▸ PROVIDED RECORDS:
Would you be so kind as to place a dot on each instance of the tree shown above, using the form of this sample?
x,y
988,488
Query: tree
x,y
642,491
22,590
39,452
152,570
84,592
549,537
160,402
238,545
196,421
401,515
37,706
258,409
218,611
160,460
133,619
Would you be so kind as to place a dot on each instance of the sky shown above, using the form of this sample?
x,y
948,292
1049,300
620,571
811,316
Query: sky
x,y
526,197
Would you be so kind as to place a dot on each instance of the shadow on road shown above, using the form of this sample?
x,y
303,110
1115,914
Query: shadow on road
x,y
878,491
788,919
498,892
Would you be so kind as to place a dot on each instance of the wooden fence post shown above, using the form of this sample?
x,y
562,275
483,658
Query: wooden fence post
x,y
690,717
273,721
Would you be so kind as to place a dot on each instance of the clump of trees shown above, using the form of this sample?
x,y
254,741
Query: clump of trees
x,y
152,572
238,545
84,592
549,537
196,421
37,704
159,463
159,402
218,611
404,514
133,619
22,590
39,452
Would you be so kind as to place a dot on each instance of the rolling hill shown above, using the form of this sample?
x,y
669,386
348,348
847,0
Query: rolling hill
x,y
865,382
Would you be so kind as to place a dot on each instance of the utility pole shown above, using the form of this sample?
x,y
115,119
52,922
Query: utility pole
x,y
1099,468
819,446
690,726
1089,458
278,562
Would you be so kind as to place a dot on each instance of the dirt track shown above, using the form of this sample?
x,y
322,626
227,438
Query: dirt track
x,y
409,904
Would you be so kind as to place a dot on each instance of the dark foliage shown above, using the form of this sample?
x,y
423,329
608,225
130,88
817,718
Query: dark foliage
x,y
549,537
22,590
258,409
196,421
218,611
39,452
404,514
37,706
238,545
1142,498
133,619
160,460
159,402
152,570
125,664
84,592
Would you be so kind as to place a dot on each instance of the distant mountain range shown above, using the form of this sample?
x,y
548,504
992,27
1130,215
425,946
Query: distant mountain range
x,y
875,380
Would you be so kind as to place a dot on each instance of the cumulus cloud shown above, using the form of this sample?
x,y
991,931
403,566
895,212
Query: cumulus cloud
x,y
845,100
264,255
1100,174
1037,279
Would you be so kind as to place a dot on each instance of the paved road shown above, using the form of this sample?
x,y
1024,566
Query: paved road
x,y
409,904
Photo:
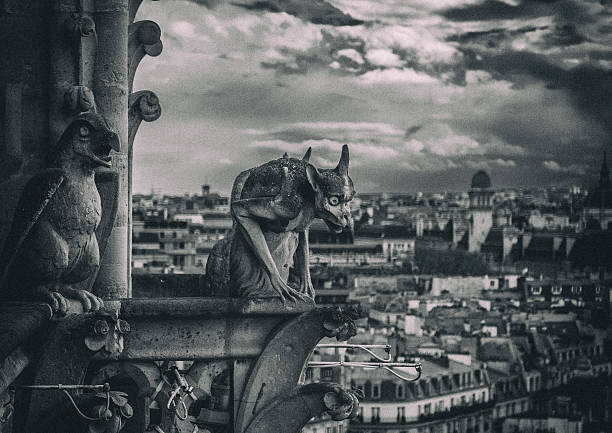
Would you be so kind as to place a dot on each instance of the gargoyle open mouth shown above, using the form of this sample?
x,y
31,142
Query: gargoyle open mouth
x,y
334,227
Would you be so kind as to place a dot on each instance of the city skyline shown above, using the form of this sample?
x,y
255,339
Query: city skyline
x,y
424,93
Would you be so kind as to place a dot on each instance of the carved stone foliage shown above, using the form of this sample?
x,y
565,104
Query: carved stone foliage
x,y
144,39
78,99
304,403
67,350
101,412
340,322
142,105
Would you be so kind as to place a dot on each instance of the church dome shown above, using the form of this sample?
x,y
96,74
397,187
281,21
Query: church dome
x,y
481,180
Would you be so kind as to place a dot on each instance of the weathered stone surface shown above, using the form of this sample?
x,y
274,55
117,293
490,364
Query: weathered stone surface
x,y
287,351
289,413
52,246
65,352
144,39
110,88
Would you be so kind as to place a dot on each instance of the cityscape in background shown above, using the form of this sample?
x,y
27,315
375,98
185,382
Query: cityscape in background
x,y
502,295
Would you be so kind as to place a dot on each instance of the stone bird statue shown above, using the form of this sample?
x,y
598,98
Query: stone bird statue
x,y
52,246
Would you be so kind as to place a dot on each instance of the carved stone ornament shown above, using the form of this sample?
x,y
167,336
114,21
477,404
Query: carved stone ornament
x,y
105,335
81,25
304,403
288,350
272,207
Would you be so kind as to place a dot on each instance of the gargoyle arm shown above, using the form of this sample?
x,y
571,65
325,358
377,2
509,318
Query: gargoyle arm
x,y
302,256
244,212
34,199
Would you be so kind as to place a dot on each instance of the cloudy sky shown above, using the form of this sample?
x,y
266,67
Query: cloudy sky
x,y
425,92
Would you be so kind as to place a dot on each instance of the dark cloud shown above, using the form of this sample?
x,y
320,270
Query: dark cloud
x,y
494,10
321,56
412,130
314,11
589,87
564,35
492,38
562,11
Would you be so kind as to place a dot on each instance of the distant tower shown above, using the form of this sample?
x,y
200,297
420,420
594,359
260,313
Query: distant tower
x,y
598,204
481,210
205,190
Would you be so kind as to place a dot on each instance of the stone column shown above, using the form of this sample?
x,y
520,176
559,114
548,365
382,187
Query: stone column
x,y
110,87
23,100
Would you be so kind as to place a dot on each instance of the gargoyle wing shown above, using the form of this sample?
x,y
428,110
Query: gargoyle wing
x,y
34,199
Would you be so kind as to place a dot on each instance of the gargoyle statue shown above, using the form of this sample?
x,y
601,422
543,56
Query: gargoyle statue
x,y
273,206
52,246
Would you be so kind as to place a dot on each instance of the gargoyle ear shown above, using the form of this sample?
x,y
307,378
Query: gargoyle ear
x,y
342,167
314,177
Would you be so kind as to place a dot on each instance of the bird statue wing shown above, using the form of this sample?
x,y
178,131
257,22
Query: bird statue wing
x,y
33,201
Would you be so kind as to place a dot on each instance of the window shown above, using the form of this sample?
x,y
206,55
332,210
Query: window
x,y
401,414
375,414
375,391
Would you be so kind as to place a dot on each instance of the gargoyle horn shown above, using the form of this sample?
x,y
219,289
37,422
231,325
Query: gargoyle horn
x,y
307,155
342,167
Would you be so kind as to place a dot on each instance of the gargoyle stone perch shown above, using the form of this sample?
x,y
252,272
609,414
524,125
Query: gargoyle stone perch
x,y
273,206
52,246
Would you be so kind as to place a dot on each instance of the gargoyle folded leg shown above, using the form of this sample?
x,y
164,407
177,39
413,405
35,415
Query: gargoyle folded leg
x,y
244,211
303,264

▸ PROBLEM DETAILS:
None of the pictures belong in the copy; repeat all other material exactly.

▸ EXERCISE RESULT:
Would you be so kind as to place a dot on each instance of the tree shown above, using the form of this sample?
x,y
988,488
Query: tree
x,y
642,491
22,590
39,452
152,570
84,592
549,537
160,402
238,545
196,421
401,515
37,706
258,409
218,611
160,460
133,619
Would you be so kind as to place a dot on each instance of the sky shown above, using the form of this sample?
x,y
948,292
1049,300
620,571
811,316
Query: sky
x,y
526,197
Would you be so kind as to place a dot on each instance of the shadow on road shown above, using the form of this sample?
x,y
303,110
1115,914
Query: shadow on road
x,y
878,491
788,919
498,892
Would you be so kind as to place a dot on each instance of the wooden fence post shown above, using the form of this sample?
x,y
562,275
483,658
Query: wooden fence post
x,y
690,717
273,721
Would you be so kind as to place a dot on each instance of the clump of trees shown above, using the form of this sample?
x,y
254,741
Query: clump of trees
x,y
152,572
238,545
84,592
549,537
196,421
37,704
159,463
159,402
218,611
404,514
133,619
22,590
39,452
Would you be so kind as to place a dot on each instance of the rolling hill shown above, using the form of this sample?
x,y
669,386
348,348
847,0
Query: rolling hill
x,y
865,382
Would you be so kind as to place a dot on each instance of the utility pole shown above, using the form of this sample?
x,y
115,119
52,922
Query: utility pole
x,y
1099,468
819,446
690,726
1089,458
278,562
Would you be so kind as to place a dot on each instance of the dirt track shown above, using the form of this sample?
x,y
322,626
227,438
Query: dirt track
x,y
409,904
Would you be so kind as to place a dot on each instance of the dark foliage shown above, using the form of this sample?
x,y
423,329
608,225
130,88
817,718
Query: dark foliage
x,y
549,537
22,590
258,409
196,421
218,611
39,452
404,514
37,706
238,545
1142,498
133,619
160,460
159,402
152,570
125,664
84,592
Would you be so kind as to place a dot on each instance of the distant mountain range shown above, using the form of this sample?
x,y
548,504
992,27
1130,215
425,946
Query: distant mountain range
x,y
875,380
Would you be so kind as to place a dot on each instance of the cumulus cloud shown above, using the form of this sample?
x,y
991,931
403,566
895,212
Query: cumulus cloud
x,y
845,100
264,255
1100,174
1037,279
Would you be so kind as to place a dot on each instance of the paved road shown above, using the form of this sample?
x,y
1024,566
Query: paved road
x,y
409,904
Photo:
Would you be so kind as to place a dot on each instance of the gargoyle open mouth shown above, using the form of this sample?
x,y
31,142
Query: gargoyle open mouth
x,y
334,227
Would you be so kind as to place a dot on each instance of the city skyline shown above, using the form of this sample?
x,y
255,339
Query: city skyline
x,y
424,93
Would you be so kind as to place a dot on each instance of the carved stone foliage shown above, using the form of this sample?
x,y
565,104
Query: carved stone foliage
x,y
144,39
78,99
304,403
67,350
101,412
340,322
142,105
Would you be so kind as to place a dot on each instance of the church dome shown above, using the form of this sample?
x,y
96,74
397,187
281,21
Query: church dome
x,y
481,180
Would you be so kind as to place a dot on each instance of the weathered stone surface shown above, using the form of this sample?
x,y
274,55
117,293
490,364
Query: weathered stone surface
x,y
287,351
289,413
52,246
65,352
144,39
110,88
Would you be so kind as to place a dot on each instance of the cityscape in background shown above, using the form of this sample?
x,y
27,315
375,98
185,382
Query: cityscape in background
x,y
502,295
Would you be so kind as to place a dot on each instance of the stone bird statue shown above, using the form of this sample?
x,y
598,98
Query: stone bird statue
x,y
52,246
Would you be so kind as to place a dot on each instance of the carved stone ornament shown above, using the form of this sample?
x,y
167,336
114,21
477,404
Query: carved stone ornament
x,y
105,335
81,25
304,403
288,350
272,207
Would you be so kind as to place a dot on each instance of the gargoyle arm shown above, using the form of this sample?
x,y
571,65
325,358
377,2
509,318
Query: gargoyle arm
x,y
302,256
244,212
34,199
Would you be so kind as to place a dot on each instance of the cloudy sky shown above, using the form of this sample?
x,y
266,67
Query: cloudy sky
x,y
425,92
Would you be so kind as to place a dot on each instance of the dark cloud shown above, using the form of this sample?
x,y
320,270
Query: dark cloud
x,y
494,10
321,56
412,130
314,11
589,87
564,35
492,38
562,11
Would you be so kind as to place a dot on each instance of the distant tower shown above, using the form of this sample?
x,y
200,297
420,420
594,359
260,313
Query: distant tower
x,y
598,204
481,210
205,190
Would you be so kind as to place a dot on each instance of the stone column shown above, using the form of this sample?
x,y
520,176
559,114
548,365
382,187
Query: stone column
x,y
110,87
23,100
Would you be so kind as to place a dot on each instance of the gargoyle wing shown above, using the form of this sample?
x,y
428,110
Query: gargoyle wing
x,y
34,199
Would you be so kind as to place a dot on each instance of the gargoyle statue shown above, using the form of this sample?
x,y
601,422
543,56
Query: gargoyle statue
x,y
273,206
52,246
Would you be so kind as to place a dot on each instance of the gargoyle ear shown above, using the form of this sample?
x,y
307,378
Query: gargoyle ear
x,y
342,167
314,177
Would you be so kind as to place a dot on each instance of the bird statue wing shown above, using the form of this sample?
x,y
178,131
257,22
Query: bird statue wing
x,y
33,201
Would you be so kind as to place a dot on each instance of the window shown above, using the form of this sample?
x,y
206,55
332,210
Query: window
x,y
401,414
375,414
375,391
Would you be so kind as to place a dot on each instance of the gargoyle horn shown above, using the form of this sample?
x,y
219,289
37,422
231,325
Query: gargoyle horn
x,y
307,155
342,167
Would you be so kind as to place a dot on each instance of the gargoyle stone perch shown above, using the form of this sample?
x,y
252,272
609,414
524,125
Query: gargoyle stone perch
x,y
273,206
52,246
Would you be so kind as to place a dot on each instance of the gargoyle folded leg shown above, using the form of this sample?
x,y
164,407
177,39
413,405
35,415
Query: gargoyle folded leg
x,y
244,211
303,264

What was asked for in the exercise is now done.